WORK TO BE COMPLETED: Please rewrite the lines from the one containing "Which region of the image contains the side" through the one containing "top-left (413, 168), bottom-right (474, 230)", inclusive, as a numbered list, leaving out any blank lines.

Records of labeled boxes:

● ● ● ● ●

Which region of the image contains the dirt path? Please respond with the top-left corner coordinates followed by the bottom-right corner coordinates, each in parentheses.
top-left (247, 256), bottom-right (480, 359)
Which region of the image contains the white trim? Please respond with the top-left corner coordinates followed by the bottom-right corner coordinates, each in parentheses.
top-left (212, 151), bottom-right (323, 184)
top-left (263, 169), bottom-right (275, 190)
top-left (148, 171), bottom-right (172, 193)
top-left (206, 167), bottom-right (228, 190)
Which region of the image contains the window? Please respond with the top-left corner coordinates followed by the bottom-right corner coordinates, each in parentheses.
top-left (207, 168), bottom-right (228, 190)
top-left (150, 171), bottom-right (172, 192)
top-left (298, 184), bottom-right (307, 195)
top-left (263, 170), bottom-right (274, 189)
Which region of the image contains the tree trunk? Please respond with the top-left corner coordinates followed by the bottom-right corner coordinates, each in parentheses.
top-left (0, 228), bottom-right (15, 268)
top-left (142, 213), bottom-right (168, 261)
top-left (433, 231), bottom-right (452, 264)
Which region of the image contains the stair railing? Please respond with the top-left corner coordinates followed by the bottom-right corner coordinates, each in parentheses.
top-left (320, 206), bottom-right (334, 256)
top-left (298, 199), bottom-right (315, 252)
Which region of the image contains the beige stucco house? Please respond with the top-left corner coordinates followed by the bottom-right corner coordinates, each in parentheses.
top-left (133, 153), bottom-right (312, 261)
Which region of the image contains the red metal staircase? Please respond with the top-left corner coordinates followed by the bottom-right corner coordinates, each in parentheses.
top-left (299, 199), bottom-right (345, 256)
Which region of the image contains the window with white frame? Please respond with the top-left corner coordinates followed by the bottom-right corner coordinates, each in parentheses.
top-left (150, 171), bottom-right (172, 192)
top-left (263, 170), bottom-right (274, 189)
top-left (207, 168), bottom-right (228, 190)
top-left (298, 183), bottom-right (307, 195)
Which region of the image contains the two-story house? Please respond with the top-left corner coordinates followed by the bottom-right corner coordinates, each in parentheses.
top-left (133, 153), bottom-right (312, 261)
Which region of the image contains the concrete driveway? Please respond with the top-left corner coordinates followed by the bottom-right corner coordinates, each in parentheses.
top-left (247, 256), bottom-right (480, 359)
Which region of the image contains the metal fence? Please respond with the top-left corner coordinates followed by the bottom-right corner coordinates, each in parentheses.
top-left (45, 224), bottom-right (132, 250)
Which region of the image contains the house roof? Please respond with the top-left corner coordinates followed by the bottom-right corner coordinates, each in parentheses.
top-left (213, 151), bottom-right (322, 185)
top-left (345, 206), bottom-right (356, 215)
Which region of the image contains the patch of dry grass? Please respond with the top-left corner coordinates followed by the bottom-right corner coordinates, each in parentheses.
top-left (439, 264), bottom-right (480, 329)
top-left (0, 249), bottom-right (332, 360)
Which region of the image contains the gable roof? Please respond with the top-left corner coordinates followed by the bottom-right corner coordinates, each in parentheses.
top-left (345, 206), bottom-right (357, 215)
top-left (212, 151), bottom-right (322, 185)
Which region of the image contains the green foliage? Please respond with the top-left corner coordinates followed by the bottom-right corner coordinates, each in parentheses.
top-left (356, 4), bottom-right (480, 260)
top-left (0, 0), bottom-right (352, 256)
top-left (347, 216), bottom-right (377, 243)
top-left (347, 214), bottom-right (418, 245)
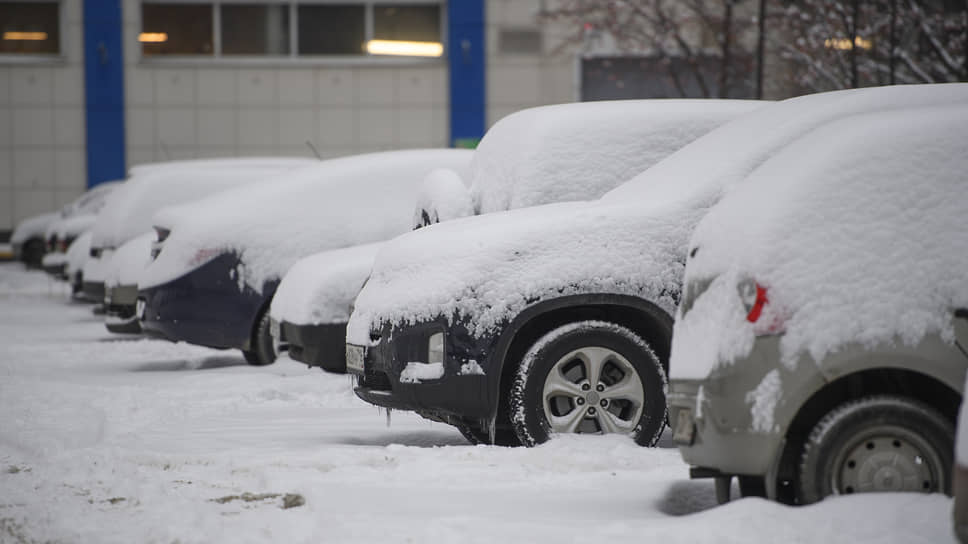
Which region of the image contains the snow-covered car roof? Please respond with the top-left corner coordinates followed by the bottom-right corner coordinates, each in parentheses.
top-left (10, 212), bottom-right (60, 244)
top-left (347, 84), bottom-right (968, 344)
top-left (128, 157), bottom-right (319, 178)
top-left (269, 242), bottom-right (385, 325)
top-left (671, 103), bottom-right (968, 378)
top-left (470, 100), bottom-right (767, 213)
top-left (139, 149), bottom-right (472, 291)
top-left (91, 159), bottom-right (310, 248)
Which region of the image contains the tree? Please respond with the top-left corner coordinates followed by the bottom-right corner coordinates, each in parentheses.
top-left (780, 0), bottom-right (968, 91)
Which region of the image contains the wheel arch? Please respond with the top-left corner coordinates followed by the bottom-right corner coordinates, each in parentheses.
top-left (776, 367), bottom-right (962, 502)
top-left (488, 293), bottom-right (673, 417)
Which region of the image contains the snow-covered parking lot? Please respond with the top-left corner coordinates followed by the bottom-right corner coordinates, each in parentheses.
top-left (0, 263), bottom-right (954, 543)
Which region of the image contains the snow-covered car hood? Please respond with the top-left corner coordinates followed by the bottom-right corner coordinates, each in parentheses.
top-left (10, 212), bottom-right (60, 244)
top-left (91, 159), bottom-right (318, 248)
top-left (141, 149), bottom-right (472, 292)
top-left (104, 232), bottom-right (155, 288)
top-left (347, 84), bottom-right (968, 345)
top-left (671, 104), bottom-right (968, 379)
top-left (269, 242), bottom-right (385, 325)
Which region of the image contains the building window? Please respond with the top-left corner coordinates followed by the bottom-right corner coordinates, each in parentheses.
top-left (138, 3), bottom-right (215, 57)
top-left (297, 5), bottom-right (366, 55)
top-left (138, 0), bottom-right (444, 58)
top-left (0, 2), bottom-right (60, 55)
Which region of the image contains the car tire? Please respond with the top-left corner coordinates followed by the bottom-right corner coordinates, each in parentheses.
top-left (456, 423), bottom-right (521, 448)
top-left (242, 310), bottom-right (276, 366)
top-left (798, 395), bottom-right (955, 504)
top-left (510, 321), bottom-right (666, 446)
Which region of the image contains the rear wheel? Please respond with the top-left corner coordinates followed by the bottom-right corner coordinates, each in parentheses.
top-left (799, 395), bottom-right (955, 504)
top-left (510, 321), bottom-right (666, 446)
top-left (242, 310), bottom-right (276, 366)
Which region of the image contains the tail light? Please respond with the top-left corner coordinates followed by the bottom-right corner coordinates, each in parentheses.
top-left (736, 279), bottom-right (786, 336)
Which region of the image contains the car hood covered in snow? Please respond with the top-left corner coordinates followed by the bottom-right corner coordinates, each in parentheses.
top-left (347, 84), bottom-right (968, 344)
top-left (140, 149), bottom-right (472, 291)
top-left (671, 104), bottom-right (968, 379)
top-left (270, 242), bottom-right (385, 325)
top-left (91, 159), bottom-right (318, 248)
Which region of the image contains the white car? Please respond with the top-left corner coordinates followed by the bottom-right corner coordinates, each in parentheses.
top-left (138, 149), bottom-right (471, 365)
top-left (270, 100), bottom-right (765, 372)
top-left (347, 85), bottom-right (968, 445)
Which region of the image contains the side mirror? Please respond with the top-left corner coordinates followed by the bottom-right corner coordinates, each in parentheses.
top-left (413, 168), bottom-right (474, 230)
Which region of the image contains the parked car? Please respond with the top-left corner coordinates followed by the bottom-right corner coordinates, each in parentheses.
top-left (270, 100), bottom-right (764, 372)
top-left (952, 370), bottom-right (968, 544)
top-left (42, 181), bottom-right (121, 279)
top-left (669, 103), bottom-right (968, 504)
top-left (346, 85), bottom-right (968, 445)
top-left (84, 158), bottom-right (319, 306)
top-left (138, 149), bottom-right (471, 365)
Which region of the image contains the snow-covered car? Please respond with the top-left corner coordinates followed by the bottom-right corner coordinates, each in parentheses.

● ● ● ● ●

RESULT:
1. Which region of the image contains the side mirror? Please respond with the top-left corner coordinates followed by the bottom-right corner coordinates, each in parentheses.
2. top-left (413, 168), bottom-right (474, 230)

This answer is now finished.